Passage ▸
━━━━━━━━━━

- Born: March 22, 1997 (age 29) Kanagawa Prefecture, Japan
- Occupation: Voice actor
- Years active: 2017–present
- Agent: I'm Enterprise
- Notable work: Dr. Stone as Chrome; Stars Align as Rintarō Futsu; Bottom-tier Character Tomozaki as Fumiya Tomozaki; Pretty Boy Detective Club as Sōsaku Yubiwa; High Card as Finn Oldman; Heavenly Delusion as Maru;

= Gen Satō =

Japanese voice actor

Gen Satō (佐藤 元, Satō Gen) is a Japanese voice actor. He is affiliated with I'm Enterprise. He is known for his roles as Chrome in Dr. Stone, Yamori Kou in Call of the Night, Rintarō Futsu in Stars Align, Fumiya Tomozaki in Bottom-tier Character Tomozaki, and Sōsaku Yubiwa in Pretty Boy Detective Club.

━━━━━━━━━━

Supplied information ▸
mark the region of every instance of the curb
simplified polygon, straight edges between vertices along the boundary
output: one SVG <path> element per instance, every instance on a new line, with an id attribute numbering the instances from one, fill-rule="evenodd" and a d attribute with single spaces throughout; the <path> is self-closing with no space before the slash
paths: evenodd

━━━━━━━━━━

Task details ▸ Output the part of the Gen Satō text between "Gen Satō (佐藤" and "Boy Detective Club.", inclusive, copied exactly.

The reply ▸
Gen Satō (佐藤 元, Satō Gen) is a Japanese voice actor. He is affiliated with I'm Enterprise. He is known for his roles as Chrome in Dr. Stone, Yamori Kou in Call of the Night, Rintarō Futsu in Stars Align, Fumiya Tomozaki in Bottom-tier Character Tomozaki, and Sōsaku Yubiwa in Pretty Boy Detective Club.